*ASSIGNMENT*. Scan the entries for "light". Every line that holds it is to be copied.

*Natural-language object grounding data*.
══════
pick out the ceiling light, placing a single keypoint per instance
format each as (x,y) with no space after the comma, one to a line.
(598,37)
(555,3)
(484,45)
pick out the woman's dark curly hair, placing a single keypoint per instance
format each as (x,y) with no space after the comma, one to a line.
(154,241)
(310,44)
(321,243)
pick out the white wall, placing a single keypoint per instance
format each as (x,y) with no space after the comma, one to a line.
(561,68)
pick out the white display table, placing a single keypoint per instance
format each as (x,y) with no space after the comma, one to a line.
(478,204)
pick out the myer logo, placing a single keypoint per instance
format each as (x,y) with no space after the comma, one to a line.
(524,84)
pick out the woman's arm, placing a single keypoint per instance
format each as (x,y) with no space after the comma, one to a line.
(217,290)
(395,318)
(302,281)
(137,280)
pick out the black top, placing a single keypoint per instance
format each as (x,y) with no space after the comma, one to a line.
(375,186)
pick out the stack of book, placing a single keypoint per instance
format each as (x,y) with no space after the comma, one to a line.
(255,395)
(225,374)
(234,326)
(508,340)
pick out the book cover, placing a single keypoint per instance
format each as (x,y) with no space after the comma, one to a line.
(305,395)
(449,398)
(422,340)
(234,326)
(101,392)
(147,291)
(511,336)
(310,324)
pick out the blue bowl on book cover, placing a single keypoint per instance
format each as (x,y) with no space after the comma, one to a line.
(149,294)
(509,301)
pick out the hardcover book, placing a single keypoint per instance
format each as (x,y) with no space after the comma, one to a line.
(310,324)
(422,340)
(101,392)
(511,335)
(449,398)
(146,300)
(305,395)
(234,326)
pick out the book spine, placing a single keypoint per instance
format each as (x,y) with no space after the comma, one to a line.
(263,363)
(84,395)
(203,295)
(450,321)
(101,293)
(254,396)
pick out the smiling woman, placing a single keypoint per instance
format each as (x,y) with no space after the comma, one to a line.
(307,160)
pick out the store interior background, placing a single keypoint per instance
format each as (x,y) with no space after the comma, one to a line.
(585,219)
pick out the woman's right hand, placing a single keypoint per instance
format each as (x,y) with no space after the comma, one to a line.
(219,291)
══════
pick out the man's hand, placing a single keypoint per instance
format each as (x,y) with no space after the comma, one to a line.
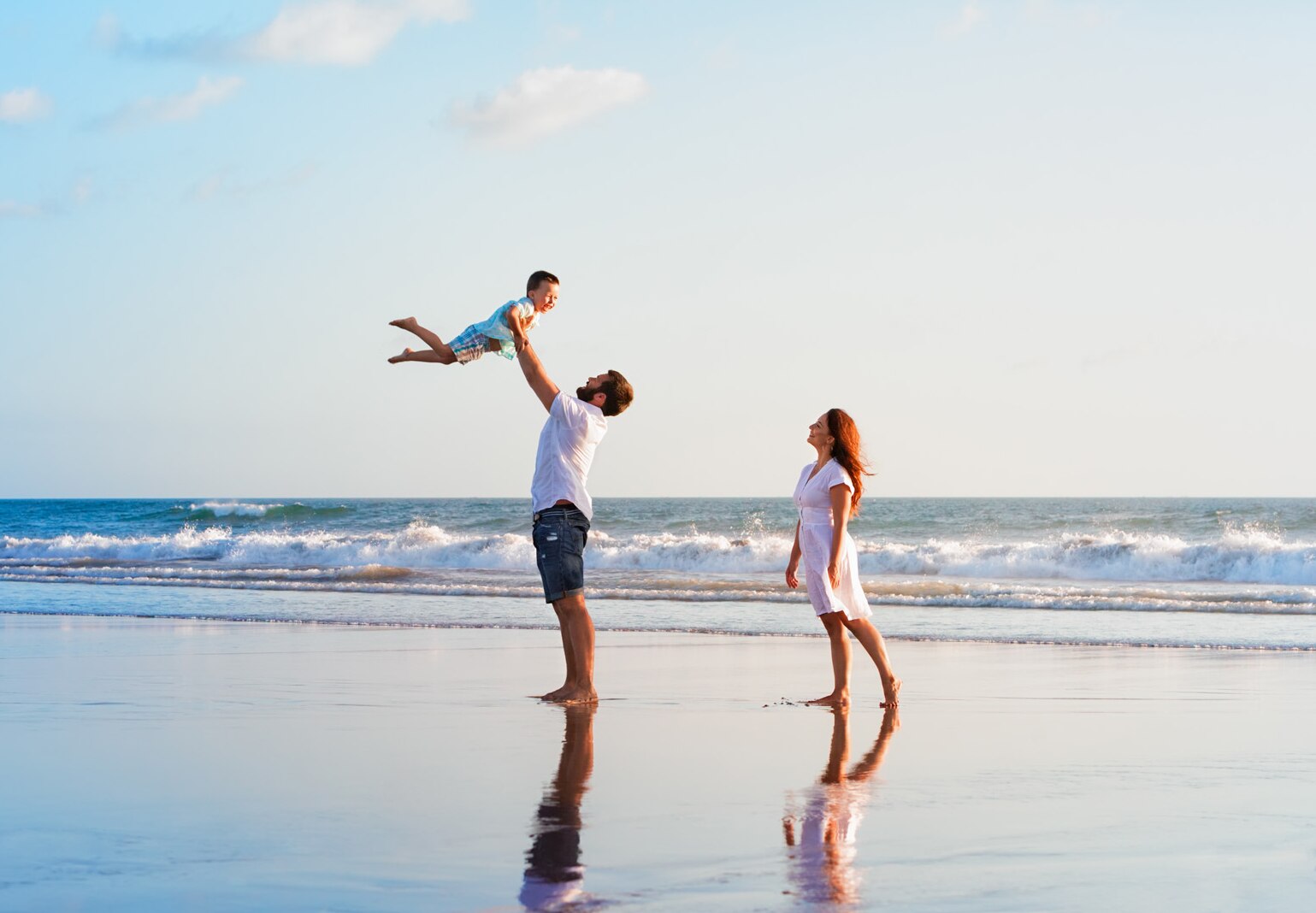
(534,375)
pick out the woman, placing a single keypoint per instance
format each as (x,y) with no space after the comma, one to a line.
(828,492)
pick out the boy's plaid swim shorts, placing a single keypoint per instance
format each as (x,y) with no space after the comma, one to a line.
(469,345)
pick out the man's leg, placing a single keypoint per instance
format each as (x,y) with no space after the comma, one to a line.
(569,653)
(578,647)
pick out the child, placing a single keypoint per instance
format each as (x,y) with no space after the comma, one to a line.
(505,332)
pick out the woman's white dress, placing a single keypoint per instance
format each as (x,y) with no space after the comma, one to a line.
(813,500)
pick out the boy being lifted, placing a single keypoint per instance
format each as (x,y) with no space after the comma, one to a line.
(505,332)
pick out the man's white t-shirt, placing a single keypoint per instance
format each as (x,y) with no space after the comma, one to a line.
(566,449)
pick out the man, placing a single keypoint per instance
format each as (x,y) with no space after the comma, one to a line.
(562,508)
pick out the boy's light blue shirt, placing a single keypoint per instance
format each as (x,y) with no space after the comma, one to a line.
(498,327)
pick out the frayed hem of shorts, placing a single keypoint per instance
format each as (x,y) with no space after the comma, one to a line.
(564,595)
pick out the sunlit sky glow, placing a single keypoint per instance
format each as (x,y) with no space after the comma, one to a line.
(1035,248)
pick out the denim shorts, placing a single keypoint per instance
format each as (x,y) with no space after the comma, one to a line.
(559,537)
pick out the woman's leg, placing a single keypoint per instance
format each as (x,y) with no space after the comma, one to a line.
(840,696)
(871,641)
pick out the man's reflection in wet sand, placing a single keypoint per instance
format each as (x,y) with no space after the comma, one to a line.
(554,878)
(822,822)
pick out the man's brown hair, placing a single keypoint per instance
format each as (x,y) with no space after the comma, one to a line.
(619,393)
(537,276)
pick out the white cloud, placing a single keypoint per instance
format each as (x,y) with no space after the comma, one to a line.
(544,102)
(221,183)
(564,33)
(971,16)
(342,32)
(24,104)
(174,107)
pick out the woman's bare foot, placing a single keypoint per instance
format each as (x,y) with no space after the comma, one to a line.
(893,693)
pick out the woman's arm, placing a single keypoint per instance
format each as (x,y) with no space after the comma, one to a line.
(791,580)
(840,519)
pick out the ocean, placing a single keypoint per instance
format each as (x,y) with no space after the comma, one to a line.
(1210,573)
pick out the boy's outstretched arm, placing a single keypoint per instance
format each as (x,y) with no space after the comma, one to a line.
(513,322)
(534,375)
══════
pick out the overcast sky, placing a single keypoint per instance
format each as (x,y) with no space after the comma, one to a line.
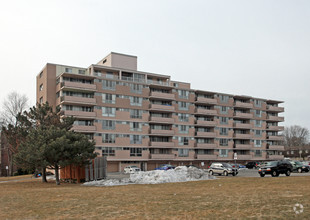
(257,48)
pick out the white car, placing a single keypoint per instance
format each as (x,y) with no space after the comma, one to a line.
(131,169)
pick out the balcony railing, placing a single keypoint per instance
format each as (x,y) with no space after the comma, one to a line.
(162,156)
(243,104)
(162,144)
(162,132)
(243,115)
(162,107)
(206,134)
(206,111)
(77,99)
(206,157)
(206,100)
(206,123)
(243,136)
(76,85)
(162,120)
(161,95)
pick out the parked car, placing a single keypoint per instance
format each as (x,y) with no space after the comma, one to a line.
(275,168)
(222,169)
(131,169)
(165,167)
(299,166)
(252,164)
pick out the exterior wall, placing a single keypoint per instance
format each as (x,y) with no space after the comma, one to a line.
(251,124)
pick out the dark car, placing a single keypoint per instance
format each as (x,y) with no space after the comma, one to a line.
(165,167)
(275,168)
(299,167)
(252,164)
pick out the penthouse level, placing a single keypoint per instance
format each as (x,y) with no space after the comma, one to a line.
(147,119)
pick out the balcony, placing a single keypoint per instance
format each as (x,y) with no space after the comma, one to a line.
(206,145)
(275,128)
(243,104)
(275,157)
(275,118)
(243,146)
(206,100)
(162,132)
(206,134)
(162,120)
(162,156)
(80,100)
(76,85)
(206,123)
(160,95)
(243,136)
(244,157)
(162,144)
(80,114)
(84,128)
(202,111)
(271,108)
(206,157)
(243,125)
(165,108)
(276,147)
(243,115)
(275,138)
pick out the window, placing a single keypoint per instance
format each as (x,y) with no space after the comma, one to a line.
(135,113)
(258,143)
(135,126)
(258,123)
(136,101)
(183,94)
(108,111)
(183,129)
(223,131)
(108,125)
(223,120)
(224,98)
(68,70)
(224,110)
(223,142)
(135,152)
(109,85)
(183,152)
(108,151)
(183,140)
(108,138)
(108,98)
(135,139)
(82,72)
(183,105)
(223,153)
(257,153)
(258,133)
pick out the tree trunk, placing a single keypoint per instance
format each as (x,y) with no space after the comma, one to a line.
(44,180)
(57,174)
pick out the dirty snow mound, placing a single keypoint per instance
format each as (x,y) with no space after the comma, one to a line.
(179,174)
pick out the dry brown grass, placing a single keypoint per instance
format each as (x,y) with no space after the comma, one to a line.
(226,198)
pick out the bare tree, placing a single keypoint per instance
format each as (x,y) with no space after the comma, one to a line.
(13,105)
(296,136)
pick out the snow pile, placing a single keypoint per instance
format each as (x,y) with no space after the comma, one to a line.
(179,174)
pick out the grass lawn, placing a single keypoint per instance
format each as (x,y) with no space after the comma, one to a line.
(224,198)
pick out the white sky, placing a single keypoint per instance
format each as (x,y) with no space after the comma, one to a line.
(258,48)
══════
*RESULT FOR THIS TASK*.
pick out the ceiling light, placing a single keypoint per instance
pick out the boy's light blue shirt, placing a single keypoint per instance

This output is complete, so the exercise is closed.